* **Tasks to perform**
(A) Answer these questions from the abstract on ChatGPT-3.5 and Bing Chat in ophthalmology, one per line:
(i) In which journal did the study appear?
(ii) How many questions were the two models evaluated against?
(iii) What does the Simple Measure of Gobbledygook readability score measure?
(B) Extract the part of the abstract on ChatGPT-3.5 and Bing Chat in ophthalmology that begins at the words "ChatGPT-3.5 and Bing Chat in" and stops after the words "ahead of print.", copying it word for word.

* **Text provided**
************

ChatGPT-3.5 and Bing Chat in ophthalmology: an updated evaluation of performance, readability, and informative sources

Eye (Lond). 2024 Mar 20. doi: 10.1038/s41433-024-03037-w. Online ahead of print.

Abstract

Background/objectives: Experimental investigation. Bing Chat (Microsoft) integration with ChatGPT-4 (OpenAI) integration has conferred the capability of accessing online data past 2021. We investigate its performance against ChatGPT-3.5 on a multiple-choice question ophthalmology exam.

Subjects/methods: In August 2023, ChatGPT-3.5 and Bing Chat were evaluated against 913 questions derived from the Academy's Basic and Clinical Science Collection collection. For each response, the sub-topic, performance, Simple Measure of Gobbledygook readability score (measuring years of required education to understand a given passage), and cited resources were collected. The primary outcomes were the comparative scores between models, and qualitatively, the resources referenced by Bing Chat. Secondary outcomes included performance stratified by response readability, question type (explicit or situational), and BCSC sub-topic.

************

* **Data shown**
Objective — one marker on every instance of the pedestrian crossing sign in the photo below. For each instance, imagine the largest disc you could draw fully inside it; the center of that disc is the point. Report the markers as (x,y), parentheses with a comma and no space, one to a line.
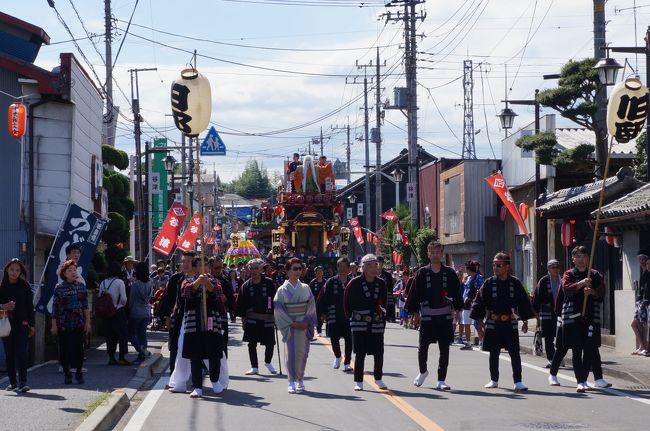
(212,144)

************

* **List of answers**
(A)
(i) Eye (Lond).
(ii) 913 questions.
(iii) The years of required education to understand a given passage.

(B)
ChatGPT-3.5 and Bing Chat in ophthalmology: an updated evaluation of performance, readability, and informative sources

Eye (Lond). 2024 Mar 20. doi: 10.1038/s41433-024-03037-w. Online ahead of print.